What to work on -
Reproduce every line of the records below exactly as they appear, from start to finish. Omit the pictures from your answer.

Records from a data collection:
================================

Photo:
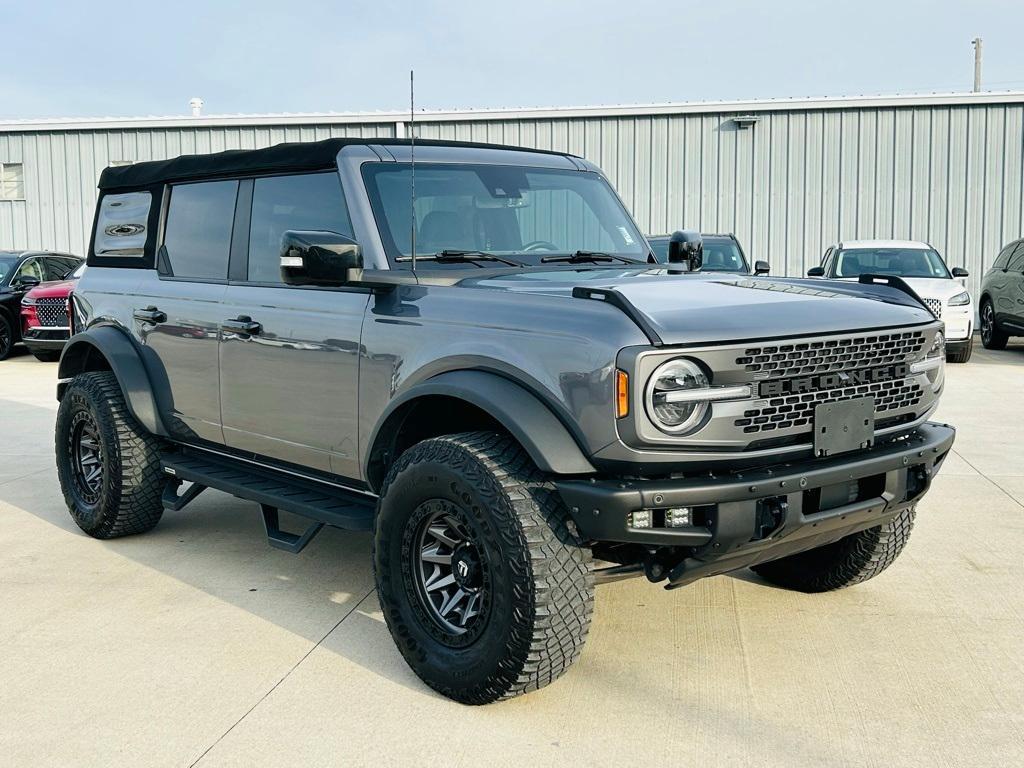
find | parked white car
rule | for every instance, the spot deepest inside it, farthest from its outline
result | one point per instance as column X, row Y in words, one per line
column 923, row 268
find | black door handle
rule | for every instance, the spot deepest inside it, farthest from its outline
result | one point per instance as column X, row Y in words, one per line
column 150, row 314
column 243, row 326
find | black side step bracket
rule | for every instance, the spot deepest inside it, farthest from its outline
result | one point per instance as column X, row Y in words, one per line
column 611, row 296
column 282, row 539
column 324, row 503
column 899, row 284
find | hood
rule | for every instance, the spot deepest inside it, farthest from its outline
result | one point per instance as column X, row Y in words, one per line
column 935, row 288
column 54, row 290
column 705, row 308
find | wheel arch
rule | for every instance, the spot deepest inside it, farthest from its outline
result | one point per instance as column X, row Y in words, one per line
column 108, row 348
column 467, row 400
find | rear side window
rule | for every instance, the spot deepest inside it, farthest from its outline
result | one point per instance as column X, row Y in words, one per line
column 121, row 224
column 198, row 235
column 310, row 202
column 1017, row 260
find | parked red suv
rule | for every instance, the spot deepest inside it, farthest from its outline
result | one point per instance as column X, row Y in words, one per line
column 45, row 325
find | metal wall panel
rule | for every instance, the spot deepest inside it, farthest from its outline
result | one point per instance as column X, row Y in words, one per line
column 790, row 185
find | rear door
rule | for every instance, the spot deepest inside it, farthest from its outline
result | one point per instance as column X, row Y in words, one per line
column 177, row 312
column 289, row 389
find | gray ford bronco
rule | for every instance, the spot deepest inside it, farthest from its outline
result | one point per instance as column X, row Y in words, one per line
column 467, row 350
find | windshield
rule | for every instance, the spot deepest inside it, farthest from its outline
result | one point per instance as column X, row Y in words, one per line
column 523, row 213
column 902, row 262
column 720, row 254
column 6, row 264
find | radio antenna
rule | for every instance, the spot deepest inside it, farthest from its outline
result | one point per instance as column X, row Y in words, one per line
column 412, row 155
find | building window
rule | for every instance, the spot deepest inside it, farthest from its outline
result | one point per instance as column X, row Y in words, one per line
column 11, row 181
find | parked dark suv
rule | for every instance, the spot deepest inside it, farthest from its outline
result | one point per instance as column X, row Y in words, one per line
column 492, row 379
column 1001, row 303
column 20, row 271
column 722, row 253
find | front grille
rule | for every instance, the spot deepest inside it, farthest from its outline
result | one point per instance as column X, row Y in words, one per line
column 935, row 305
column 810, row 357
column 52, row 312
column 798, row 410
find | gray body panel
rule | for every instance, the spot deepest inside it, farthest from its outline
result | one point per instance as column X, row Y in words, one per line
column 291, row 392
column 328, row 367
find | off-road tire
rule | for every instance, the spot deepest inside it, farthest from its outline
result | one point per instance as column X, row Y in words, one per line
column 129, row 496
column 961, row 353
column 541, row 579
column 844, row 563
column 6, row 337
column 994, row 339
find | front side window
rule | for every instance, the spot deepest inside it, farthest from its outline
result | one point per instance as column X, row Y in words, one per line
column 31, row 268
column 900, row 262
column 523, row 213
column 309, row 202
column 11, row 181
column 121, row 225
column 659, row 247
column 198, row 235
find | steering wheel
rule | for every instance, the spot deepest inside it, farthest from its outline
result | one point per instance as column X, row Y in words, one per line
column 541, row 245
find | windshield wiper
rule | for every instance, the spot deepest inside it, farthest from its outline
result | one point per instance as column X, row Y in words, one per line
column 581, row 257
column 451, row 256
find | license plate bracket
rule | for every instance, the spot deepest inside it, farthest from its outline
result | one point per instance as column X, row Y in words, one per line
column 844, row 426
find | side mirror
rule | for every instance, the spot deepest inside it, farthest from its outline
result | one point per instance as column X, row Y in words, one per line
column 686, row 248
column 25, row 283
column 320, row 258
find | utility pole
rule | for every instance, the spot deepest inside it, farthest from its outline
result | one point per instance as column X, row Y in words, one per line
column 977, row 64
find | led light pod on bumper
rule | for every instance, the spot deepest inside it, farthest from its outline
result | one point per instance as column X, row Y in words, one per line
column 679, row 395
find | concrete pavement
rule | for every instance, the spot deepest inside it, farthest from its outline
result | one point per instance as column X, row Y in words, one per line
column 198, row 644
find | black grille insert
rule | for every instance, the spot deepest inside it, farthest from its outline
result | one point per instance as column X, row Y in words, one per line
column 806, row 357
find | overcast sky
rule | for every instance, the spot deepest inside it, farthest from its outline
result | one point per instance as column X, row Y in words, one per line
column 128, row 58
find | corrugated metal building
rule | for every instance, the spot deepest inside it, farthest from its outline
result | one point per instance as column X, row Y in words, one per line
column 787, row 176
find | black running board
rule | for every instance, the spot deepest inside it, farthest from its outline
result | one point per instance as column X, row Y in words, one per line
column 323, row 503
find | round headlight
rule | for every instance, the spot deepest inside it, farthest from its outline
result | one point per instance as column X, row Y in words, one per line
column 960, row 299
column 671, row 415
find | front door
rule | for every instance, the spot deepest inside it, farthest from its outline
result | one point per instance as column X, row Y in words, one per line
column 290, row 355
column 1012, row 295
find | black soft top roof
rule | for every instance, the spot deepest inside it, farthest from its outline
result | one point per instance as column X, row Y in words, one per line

================================

Correct answer -
Photo:
find | parked white car
rule | for every instance, the spot deepest inside it, farthest from its outline
result | one point per instance as column X, row Y in words, one per line
column 923, row 268
find | black door handle
rule | for every instance, the spot deepest inside it, farthest from its outline
result | one point per instance as column X, row Y in words, one per line
column 150, row 314
column 243, row 326
find | black side step bracket
rule | for every instance, the spot deepest inside it, farthest from its outline
result | one point per instance as column X, row Y in words, one per line
column 611, row 296
column 282, row 539
column 324, row 503
column 899, row 284
find | hood
rule | for every instance, the spot deepest inside it, farthest from its outline
result | one point per instance as column X, row Y in words, one per line
column 935, row 288
column 54, row 290
column 705, row 308
find | wheel arch
rule | for every instance, the spot deepest inside it, farthest from its outline
result | one point per instance as column X, row Y in words, one per line
column 108, row 348
column 467, row 400
find | rear side window
rule | for every instance, the spot deepest inside it, farthest from its outline
result | one point per instance as column X, row Y in words, one per line
column 121, row 224
column 198, row 235
column 310, row 202
column 1017, row 260
find | parked red suv
rule | for every instance, the spot deepest inside it, farthest from its outline
result | one point per instance as column X, row Y in words, one per line
column 45, row 325
find | metal wall panel
rule | for every instance, the spot deepest inside it, farthest from its outline
result | one point per instance as column X, row Y in words, one per line
column 790, row 185
find | rear door
rule | for every instance, the spot deepest inside it, farthest from its outline
result | one point per instance as column X, row Y in words, one per line
column 177, row 312
column 289, row 389
find | gray ford bronco
rule | for every instance, the spot deepest inside it, farthest from its outline
result | one point per instance as column X, row Y in words, one per line
column 467, row 350
find | windshield
rule | for every instance, the spot deepest inside it, farthest from its outline
result | one point per instance as column X, row Y in words, one per line
column 523, row 213
column 902, row 262
column 720, row 254
column 6, row 264
find | radio antenna
rule | for every instance, the spot deepest inside it, farthest from its outline
result | one point per instance as column X, row Y in words, one per line
column 412, row 155
find | building window
rule | for every instance, the spot deepest inside it, farthest from its outline
result | one point per instance as column X, row Y in words, one per line
column 11, row 181
find | parked dark suv
rule | for every instance, the spot deepest inside it, farthest from its outline
result | one point per instance as column X, row Y in words, one per line
column 492, row 379
column 1001, row 303
column 20, row 271
column 722, row 253
find | front grille
rule | for every instance, the spot deepest inside it, farthest from its outline
result | one point per instance as column X, row Y in words, one per line
column 935, row 305
column 810, row 357
column 52, row 312
column 798, row 410
find | gray body panel
rule | for every instance, the spot deepest inside it, farthest from its outline
result | one point per instance as column X, row Y in words, one per line
column 291, row 392
column 328, row 367
find | off-road tire
rule | for every instance, the spot deepest inside it, farthest from its outline
result | one point per instance as column X, row Y in words, one per line
column 129, row 496
column 961, row 353
column 541, row 579
column 844, row 563
column 6, row 337
column 994, row 339
find | front side window
rule | for every instance, the spot deepest inside it, farthest from its outline
result | one point per instance as column X, row Y in words, one per line
column 31, row 268
column 900, row 262
column 523, row 213
column 309, row 202
column 11, row 181
column 121, row 225
column 659, row 247
column 198, row 235
find | steering wheel
rule | for every instance, the spot deepest inside it, farthest from its outline
result | one point per instance as column X, row Y in words, one per line
column 541, row 245
find | windshield wiper
rule | for every instance, the spot deepest inside it, farthest from its outline
result | one point per instance as column X, row Y in words, one per line
column 581, row 257
column 451, row 256
find | license plate bracket
rule | for every instance, the spot deepest inside it, farthest from its outline
result | one point per instance as column X, row Y in words, one per line
column 844, row 426
find | side mirror
rule | for every instance, the spot deepest inside it, farthest from its outline
result | one point per instance as column X, row Y in words, one per line
column 686, row 248
column 25, row 283
column 320, row 258
find | utility pole
rule | for every instance, the spot deepest inside it, farthest from its outline
result | one point per instance as column X, row Y in words, one per line
column 977, row 64
find | led light pod on bumper
rule | for every instance, the spot deepest inside it, farthest from its outline
result | one point per instance as column X, row Y in words, one per line
column 679, row 395
find | concrete pavement
rule | for every instance, the spot deepest inside it, farthest from its outline
result | one point per instance as column X, row Y in words, one per line
column 198, row 644
find | black grille insert
rule | for every instance, the spot deepest inside it, farthest from its outline
result | one point per instance as column X, row Y in words, one per line
column 806, row 357
find | overcast sky
rule | for every instance, the spot deepest inside it, farthest from its outline
result | one point per instance as column X, row Y in words, one per line
column 128, row 58
find | corrugated metal building
rule | for every instance, the spot deepest inside it, farthest from its outline
result | one point per instance as column X, row Y in words, one per line
column 787, row 176
find | black running board
rule | for every instance, the spot deepest inside it, farthest from its outline
result | one point per instance as column X, row Y in words, one per line
column 323, row 503
find | round headlight
rule | for every instance, the spot deepest inside it, farthest from its outline
result | one point per instance as column X, row Y in words, one per line
column 960, row 299
column 671, row 415
find | front door
rule | for every instance, the spot deepest inside it, farthest from its outline
result | one point per instance as column X, row Y in words, one per line
column 290, row 355
column 1012, row 295
find | black soft top roof
rule | for every instance, the spot deepest inside it, farthest from its outline
result | one point per instance as column X, row Y in words, one per line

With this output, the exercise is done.